Problem requirements: Everything from the line that contains "Task — mark the windshield" through the last line of the listing must be copied exactly, with both of those lines included and no others.

Dataset excerpts:
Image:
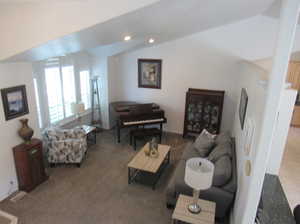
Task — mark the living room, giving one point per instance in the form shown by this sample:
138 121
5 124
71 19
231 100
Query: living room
189 53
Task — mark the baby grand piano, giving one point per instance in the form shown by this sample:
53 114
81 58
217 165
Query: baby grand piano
129 114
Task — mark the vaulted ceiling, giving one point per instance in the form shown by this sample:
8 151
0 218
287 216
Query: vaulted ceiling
163 20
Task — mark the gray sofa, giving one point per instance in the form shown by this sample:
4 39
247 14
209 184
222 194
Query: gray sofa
223 195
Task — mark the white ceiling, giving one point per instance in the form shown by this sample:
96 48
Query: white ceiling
165 20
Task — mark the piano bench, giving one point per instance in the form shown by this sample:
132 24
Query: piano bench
144 132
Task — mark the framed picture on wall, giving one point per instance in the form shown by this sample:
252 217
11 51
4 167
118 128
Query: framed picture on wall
149 73
243 107
14 102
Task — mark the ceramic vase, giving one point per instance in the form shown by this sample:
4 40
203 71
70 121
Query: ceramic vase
25 132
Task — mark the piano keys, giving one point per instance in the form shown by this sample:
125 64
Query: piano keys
130 114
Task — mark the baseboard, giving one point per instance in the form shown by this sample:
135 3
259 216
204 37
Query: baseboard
6 195
13 219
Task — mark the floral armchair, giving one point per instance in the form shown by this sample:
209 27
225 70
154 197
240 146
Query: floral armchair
65 145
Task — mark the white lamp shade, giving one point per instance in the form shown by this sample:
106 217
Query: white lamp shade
199 173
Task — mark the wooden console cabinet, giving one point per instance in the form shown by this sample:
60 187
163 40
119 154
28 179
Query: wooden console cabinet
29 164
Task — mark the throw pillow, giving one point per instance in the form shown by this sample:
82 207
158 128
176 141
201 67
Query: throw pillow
204 143
220 150
222 171
223 137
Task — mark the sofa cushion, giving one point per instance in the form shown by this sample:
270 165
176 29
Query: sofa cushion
223 137
222 149
204 143
223 171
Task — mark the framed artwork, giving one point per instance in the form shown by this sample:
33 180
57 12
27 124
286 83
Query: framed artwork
14 102
149 73
243 107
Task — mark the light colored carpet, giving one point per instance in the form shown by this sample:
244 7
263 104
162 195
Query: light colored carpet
98 192
6 218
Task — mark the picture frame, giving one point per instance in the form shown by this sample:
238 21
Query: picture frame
14 102
243 107
149 73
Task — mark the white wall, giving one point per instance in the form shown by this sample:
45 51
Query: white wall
186 63
100 68
281 130
48 20
12 75
250 76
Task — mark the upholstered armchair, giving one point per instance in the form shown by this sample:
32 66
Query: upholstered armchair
65 145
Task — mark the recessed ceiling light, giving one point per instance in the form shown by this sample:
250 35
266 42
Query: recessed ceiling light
151 41
127 38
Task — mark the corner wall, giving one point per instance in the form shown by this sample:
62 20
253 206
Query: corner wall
186 63
13 75
250 77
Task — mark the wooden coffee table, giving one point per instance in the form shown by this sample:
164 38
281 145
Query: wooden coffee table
181 212
147 170
91 135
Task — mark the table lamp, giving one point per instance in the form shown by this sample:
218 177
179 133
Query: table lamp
198 175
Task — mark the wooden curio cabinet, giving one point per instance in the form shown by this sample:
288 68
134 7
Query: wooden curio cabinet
203 110
29 164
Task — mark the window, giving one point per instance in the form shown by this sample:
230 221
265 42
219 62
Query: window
68 88
37 102
61 92
60 82
85 88
55 102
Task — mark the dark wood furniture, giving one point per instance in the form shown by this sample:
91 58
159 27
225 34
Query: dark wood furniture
132 114
141 133
203 110
29 164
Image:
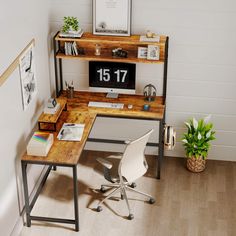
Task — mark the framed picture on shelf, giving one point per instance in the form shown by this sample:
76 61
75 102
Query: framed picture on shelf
142 52
112 17
153 52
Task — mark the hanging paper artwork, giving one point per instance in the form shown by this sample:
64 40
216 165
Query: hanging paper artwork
27 75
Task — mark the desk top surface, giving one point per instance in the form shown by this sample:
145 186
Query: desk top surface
82 98
68 152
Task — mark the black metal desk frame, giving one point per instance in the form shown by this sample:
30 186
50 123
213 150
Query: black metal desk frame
29 205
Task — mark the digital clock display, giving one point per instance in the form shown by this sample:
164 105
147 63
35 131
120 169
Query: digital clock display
112 75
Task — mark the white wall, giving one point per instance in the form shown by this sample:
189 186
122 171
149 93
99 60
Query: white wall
202 65
20 21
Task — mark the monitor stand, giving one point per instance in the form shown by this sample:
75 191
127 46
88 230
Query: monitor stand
112 95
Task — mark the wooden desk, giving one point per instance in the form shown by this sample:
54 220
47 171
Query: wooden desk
62 153
67 154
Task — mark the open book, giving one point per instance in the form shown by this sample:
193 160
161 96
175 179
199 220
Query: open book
71 132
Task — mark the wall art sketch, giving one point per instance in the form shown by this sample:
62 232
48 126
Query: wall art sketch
27 75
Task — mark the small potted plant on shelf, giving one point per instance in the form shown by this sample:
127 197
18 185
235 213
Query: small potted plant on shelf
197 143
71 24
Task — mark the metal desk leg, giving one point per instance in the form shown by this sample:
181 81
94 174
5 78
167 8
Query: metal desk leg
76 208
160 149
26 193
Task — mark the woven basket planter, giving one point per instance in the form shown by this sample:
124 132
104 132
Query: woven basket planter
196 165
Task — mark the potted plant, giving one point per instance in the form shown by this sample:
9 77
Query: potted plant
71 24
197 142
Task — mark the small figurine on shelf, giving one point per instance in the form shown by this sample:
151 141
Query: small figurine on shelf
119 52
97 50
149 92
69 90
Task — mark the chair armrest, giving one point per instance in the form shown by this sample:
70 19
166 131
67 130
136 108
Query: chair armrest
105 163
128 141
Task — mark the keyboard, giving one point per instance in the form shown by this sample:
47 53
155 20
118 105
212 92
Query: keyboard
106 105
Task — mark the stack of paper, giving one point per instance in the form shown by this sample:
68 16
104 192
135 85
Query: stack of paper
40 144
143 38
74 34
53 110
71 132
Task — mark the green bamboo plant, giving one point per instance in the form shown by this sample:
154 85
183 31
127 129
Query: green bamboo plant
197 138
70 23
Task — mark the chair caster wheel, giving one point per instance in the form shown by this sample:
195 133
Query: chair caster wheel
102 189
130 216
151 200
133 185
99 208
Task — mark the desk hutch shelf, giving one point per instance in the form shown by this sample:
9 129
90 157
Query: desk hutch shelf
130 44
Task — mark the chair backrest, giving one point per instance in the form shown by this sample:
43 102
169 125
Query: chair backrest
133 163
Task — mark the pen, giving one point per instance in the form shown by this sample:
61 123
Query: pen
61 133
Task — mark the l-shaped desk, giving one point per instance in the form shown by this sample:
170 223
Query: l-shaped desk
67 153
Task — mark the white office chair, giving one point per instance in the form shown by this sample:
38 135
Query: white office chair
132 166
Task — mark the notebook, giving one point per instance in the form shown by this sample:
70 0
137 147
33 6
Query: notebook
71 132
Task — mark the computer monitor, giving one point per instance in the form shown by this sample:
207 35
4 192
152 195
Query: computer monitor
112 77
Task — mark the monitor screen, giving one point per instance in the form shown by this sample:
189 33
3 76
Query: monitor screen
112 77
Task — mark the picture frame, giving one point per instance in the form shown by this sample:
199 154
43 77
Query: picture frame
153 52
112 17
142 52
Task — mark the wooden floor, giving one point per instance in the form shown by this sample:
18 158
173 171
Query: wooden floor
186 203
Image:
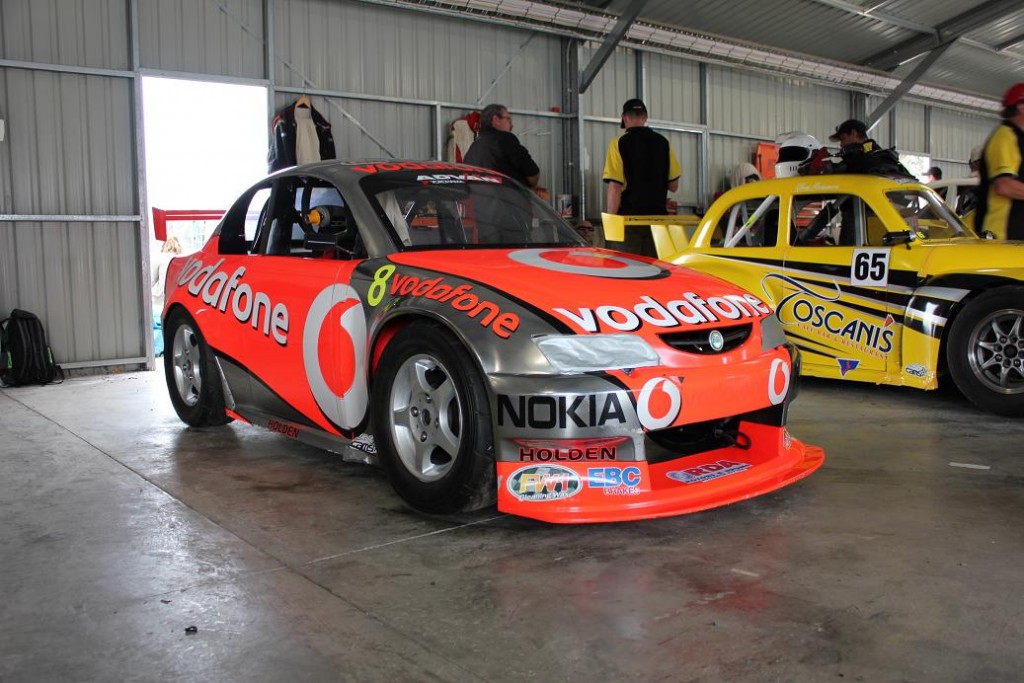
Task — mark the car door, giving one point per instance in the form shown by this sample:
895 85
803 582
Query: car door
305 343
835 305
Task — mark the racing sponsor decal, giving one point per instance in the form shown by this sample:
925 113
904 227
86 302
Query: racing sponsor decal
778 381
544 482
459 297
708 472
407 166
442 179
916 370
546 412
220 292
283 428
869 267
335 364
587 263
809 310
846 365
531 451
615 480
658 403
690 309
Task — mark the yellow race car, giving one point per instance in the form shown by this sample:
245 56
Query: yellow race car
875 279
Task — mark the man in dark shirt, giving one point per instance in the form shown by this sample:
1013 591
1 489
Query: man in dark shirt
499 150
504 218
640 170
860 154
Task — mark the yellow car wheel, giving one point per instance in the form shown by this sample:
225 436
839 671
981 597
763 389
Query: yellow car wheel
985 351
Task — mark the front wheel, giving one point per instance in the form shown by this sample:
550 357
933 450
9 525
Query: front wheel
432 422
985 351
193 379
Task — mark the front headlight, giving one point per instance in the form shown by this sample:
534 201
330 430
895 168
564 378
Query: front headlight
771 333
586 353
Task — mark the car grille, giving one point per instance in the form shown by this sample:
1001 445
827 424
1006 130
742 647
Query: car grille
690 439
697 341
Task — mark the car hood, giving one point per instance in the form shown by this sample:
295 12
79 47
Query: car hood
597 290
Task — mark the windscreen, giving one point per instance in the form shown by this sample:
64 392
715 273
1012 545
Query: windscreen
459 209
927 215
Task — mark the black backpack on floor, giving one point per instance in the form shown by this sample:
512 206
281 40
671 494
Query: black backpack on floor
25 355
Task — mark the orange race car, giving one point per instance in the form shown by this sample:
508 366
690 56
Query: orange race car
442 322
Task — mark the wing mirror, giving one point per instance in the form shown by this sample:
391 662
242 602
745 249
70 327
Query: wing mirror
902 237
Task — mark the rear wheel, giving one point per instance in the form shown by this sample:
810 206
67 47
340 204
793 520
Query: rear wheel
985 351
193 379
432 422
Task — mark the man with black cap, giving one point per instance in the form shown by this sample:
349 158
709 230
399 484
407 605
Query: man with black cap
1000 195
860 154
640 170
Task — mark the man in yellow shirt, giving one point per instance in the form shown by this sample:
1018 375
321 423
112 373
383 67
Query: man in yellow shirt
1000 196
640 170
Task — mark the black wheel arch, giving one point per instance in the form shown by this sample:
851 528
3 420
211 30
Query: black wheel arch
976 286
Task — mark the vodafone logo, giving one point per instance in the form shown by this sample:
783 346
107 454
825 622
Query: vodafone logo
778 381
658 403
334 345
586 262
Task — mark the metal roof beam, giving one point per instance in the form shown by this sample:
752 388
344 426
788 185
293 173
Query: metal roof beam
1009 43
869 12
951 29
610 41
907 83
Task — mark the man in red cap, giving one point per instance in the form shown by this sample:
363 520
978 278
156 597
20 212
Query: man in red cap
1000 196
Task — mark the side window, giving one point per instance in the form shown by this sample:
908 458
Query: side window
309 218
255 213
240 228
749 223
827 220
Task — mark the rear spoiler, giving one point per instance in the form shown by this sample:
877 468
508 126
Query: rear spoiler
672 233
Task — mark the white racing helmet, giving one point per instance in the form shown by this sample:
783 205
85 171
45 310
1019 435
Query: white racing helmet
795 148
741 174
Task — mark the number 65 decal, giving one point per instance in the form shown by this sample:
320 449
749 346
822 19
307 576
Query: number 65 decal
870 266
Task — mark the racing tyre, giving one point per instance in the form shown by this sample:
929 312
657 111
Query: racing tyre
193 378
432 422
985 351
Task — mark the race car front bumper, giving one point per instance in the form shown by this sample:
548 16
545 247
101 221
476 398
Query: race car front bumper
600 492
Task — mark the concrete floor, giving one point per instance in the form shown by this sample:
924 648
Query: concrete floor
121 527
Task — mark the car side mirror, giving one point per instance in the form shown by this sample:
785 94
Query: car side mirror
902 237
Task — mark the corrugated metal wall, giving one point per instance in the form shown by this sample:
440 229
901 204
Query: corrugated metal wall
220 37
390 80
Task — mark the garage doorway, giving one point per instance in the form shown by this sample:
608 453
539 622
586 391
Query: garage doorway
205 143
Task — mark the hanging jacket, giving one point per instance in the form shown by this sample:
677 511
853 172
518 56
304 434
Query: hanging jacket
282 154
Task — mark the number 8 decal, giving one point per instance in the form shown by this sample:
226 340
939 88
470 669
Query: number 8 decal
870 267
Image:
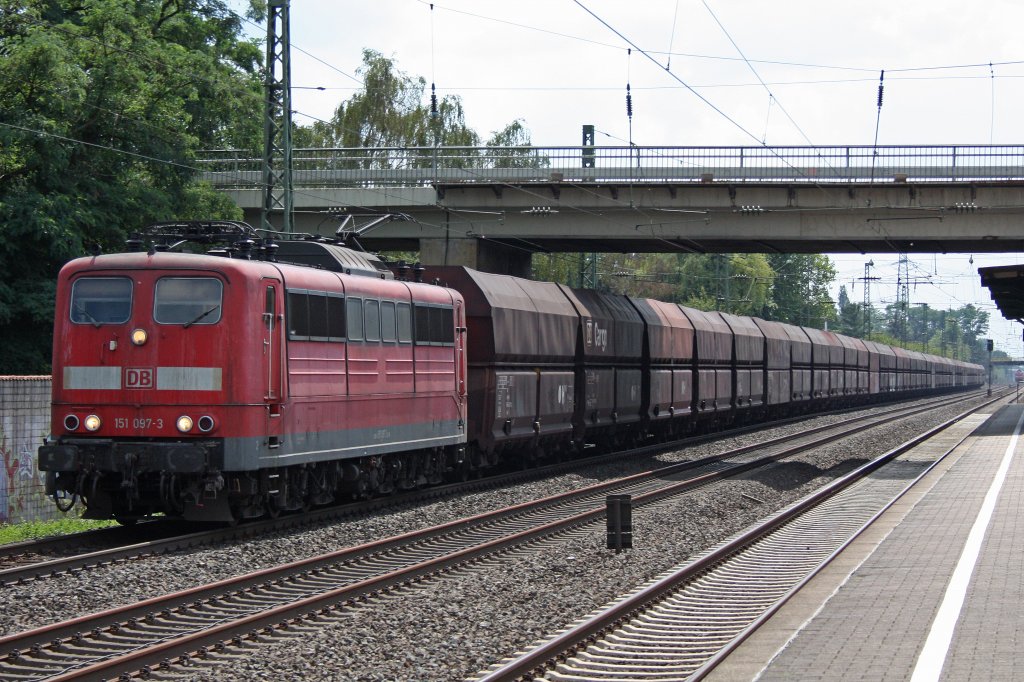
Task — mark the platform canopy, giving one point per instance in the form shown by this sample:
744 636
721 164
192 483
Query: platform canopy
1006 284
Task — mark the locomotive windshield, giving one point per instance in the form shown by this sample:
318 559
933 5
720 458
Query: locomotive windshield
100 301
187 301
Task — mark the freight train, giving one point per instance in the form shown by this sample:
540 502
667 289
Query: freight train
273 376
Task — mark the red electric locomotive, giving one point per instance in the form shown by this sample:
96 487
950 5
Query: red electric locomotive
219 388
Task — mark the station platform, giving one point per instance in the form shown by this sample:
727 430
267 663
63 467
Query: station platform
934 590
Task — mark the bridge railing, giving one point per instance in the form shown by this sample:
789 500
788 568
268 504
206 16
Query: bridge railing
356 167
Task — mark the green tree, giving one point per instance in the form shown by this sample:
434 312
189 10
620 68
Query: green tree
800 290
390 111
851 315
102 108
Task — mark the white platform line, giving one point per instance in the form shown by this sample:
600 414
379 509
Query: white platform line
933 656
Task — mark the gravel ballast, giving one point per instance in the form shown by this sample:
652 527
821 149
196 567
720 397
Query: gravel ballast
452 629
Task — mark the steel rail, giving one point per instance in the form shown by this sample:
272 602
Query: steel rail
536 663
170 539
186 640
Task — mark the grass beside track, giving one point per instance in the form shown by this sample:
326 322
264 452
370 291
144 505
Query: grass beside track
15 533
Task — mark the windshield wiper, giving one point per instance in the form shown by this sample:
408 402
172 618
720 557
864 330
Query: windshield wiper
80 308
200 316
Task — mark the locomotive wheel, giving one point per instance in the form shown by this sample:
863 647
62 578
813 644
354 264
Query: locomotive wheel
272 510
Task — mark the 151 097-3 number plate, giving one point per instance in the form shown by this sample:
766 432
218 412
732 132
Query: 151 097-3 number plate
137 423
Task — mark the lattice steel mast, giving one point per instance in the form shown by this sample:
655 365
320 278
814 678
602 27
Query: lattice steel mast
278 119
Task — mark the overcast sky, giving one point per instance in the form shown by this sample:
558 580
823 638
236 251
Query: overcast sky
704 73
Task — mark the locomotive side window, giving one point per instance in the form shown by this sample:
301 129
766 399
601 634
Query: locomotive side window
434 325
317 317
336 317
187 301
372 315
298 315
100 301
314 315
404 321
388 322
353 310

Task solution:
Task — mark the windshield wiper, giving one point per instance in the form shown by this sample:
408 402
172 618
720 557
864 330
Query: windshield wiper
80 308
200 316
Task — mark the locomotive wheel, giving one point per instance in the form shown by this sample:
863 647
62 578
813 644
354 264
Query: locomotive wheel
272 510
Task — mark the 151 097-3 number plate, giving one point per instance in the form shown by this sample:
766 432
218 412
732 132
Query: 151 097-3 number plate
137 423
Task — mark the lattice steel mast, giving one point per instance in the form shown by this sample:
655 365
320 278
814 678
602 27
Query: lattice steel mast
278 119
Task — mark the overcast sky, giving one point per instance in the form shown by this sample:
558 580
823 638
236 251
Query: overcast sky
704 73
Task — mark the locomotive side window, giving one point per instance in the form shown by this sample:
301 129
766 399
601 634
Query: locomotive side window
434 325
317 317
336 317
187 301
372 315
298 315
100 301
314 315
404 321
388 322
353 310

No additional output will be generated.